[Task material]

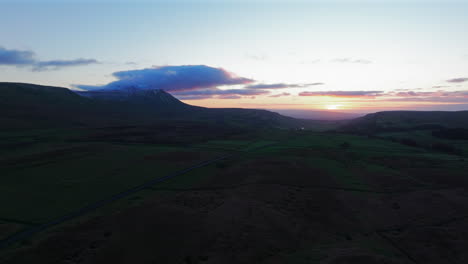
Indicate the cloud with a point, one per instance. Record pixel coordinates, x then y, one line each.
281 85
16 57
172 78
280 95
458 80
20 58
57 64
217 94
257 57
350 60
343 93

[/Task material]

Your instructions ▸ Only text belongs in the copy: repeat each line of the data exactly and leave out the pictures.

Output for this task ▸
Indicate the cloud with a point, one per instance. Record pixel coordinates, x then y, one line each.
281 85
16 57
172 78
280 95
458 80
20 58
57 64
217 94
257 57
350 60
343 93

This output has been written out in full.